_What you will do_. Output every record precisely.

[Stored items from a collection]

----

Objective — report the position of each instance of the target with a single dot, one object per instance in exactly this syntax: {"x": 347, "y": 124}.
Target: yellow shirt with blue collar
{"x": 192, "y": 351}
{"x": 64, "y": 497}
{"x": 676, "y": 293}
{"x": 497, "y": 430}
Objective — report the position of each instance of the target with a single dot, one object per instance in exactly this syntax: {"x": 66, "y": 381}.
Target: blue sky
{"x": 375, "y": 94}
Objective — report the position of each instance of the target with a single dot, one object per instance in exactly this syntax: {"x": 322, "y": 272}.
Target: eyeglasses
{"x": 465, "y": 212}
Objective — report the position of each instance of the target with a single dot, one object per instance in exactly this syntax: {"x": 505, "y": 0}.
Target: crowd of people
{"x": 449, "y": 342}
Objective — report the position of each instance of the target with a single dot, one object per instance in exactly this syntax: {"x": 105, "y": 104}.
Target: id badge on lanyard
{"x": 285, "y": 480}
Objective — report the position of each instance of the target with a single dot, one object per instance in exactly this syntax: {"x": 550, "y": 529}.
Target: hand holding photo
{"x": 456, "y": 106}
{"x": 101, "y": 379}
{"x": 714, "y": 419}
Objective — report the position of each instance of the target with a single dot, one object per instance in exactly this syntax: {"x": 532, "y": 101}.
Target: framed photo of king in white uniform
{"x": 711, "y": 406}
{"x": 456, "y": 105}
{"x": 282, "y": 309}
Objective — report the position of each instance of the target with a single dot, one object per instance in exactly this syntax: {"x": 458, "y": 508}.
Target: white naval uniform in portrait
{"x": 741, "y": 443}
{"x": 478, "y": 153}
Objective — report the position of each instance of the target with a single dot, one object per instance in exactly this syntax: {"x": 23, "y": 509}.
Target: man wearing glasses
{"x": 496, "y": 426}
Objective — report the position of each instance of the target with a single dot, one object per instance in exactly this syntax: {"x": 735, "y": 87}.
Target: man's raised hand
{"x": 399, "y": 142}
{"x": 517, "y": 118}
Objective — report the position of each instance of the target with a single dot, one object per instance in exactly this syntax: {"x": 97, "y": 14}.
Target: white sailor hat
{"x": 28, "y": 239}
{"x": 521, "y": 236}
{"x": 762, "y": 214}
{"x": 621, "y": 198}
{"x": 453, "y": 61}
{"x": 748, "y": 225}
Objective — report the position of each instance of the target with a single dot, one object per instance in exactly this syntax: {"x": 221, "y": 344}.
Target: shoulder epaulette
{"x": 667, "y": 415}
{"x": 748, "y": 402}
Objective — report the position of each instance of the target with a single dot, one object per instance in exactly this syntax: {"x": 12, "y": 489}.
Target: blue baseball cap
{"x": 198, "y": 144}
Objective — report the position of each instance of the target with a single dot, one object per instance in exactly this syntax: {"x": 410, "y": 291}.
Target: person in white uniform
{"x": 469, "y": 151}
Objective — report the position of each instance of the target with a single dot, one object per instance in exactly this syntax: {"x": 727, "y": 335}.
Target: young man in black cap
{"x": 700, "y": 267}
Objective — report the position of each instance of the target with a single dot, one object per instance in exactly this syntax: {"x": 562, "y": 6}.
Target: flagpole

----

_Answer section_.
Objective — report the position of each instance of the target with a single dot, one object per instance in exactly this syntax: {"x": 347, "y": 124}.
Target: yellow shirt with blue collar
{"x": 192, "y": 351}
{"x": 64, "y": 497}
{"x": 676, "y": 293}
{"x": 497, "y": 430}
Objective — report the position of each instance of the target with a single dot, one object per instance in exactly this syntax: {"x": 66, "y": 381}.
Target: blue sky
{"x": 375, "y": 94}
Objective — report the position of each instance of the target with a single dot, one object per instance in exactly this syntax: {"x": 322, "y": 272}.
Target: eyeglasses
{"x": 465, "y": 212}
Objective — report the position of each instance of the target with a single dot, one object per instance in exactly this syntax: {"x": 505, "y": 0}.
Target: crowd of people
{"x": 449, "y": 342}
Objective — report the position of each instance of the target with a single dot, one object per instance in exactly this syntax: {"x": 105, "y": 104}.
Target: id badge on lanyard
{"x": 285, "y": 480}
Objective — report the position of each instance of the target with a single dot, one object per instance in exactly this syntax: {"x": 550, "y": 529}.
Target: hand holding photo
{"x": 456, "y": 106}
{"x": 101, "y": 379}
{"x": 714, "y": 419}
Objective — report the position of each instance of the target with a single dot, one object per instance in exactly this syntax: {"x": 532, "y": 101}.
Target: framed photo of king in white uniform
{"x": 711, "y": 406}
{"x": 456, "y": 105}
{"x": 282, "y": 309}
Objective — report the position of each instance of the target with a single dot, one object per instance in exactly this syntax: {"x": 458, "y": 508}.
Target: white naval uniform in portrait
{"x": 741, "y": 443}
{"x": 478, "y": 153}
Objective — report the position of each instance of the target with a single dot, one object per instance in exactly this syntax: {"x": 23, "y": 509}.
Target: man wearing glasses
{"x": 496, "y": 426}
Objective — report the position of each instance of the target with a single dot, one object per instance in exactly this syntax: {"x": 735, "y": 87}.
Target: man's raised hand
{"x": 399, "y": 142}
{"x": 517, "y": 118}
Objective — report the position of each instance of the target with a single dot, one object per instance in exactly this syntax: {"x": 97, "y": 14}.
Target: white sailor hat
{"x": 28, "y": 239}
{"x": 521, "y": 236}
{"x": 762, "y": 214}
{"x": 621, "y": 198}
{"x": 453, "y": 61}
{"x": 748, "y": 225}
Objective — report the position of each instance of the target with a single dot, one object per instance in exactly this syntax: {"x": 221, "y": 344}.
Target: shoulder epaulette
{"x": 667, "y": 415}
{"x": 748, "y": 402}
Objective — report the position of each instance of the target with a single dot, one object per instance in exactly this syntax: {"x": 12, "y": 489}.
Target: blue baseball cap
{"x": 198, "y": 144}
Objective — report the position of each instance of the target with a single dot, one object per instance in exactly this syntax: {"x": 410, "y": 291}.
Target: person in white uniform
{"x": 469, "y": 151}
Objective — report the position of each instance of the target with a single dot, one object per instance in exactly this syntax: {"x": 727, "y": 335}.
Target: young man in black cap
{"x": 700, "y": 267}
Objective — report the position of each instance of the target with a single dot, one object per instance in exactly this syntax: {"x": 562, "y": 6}.
Target: flagpole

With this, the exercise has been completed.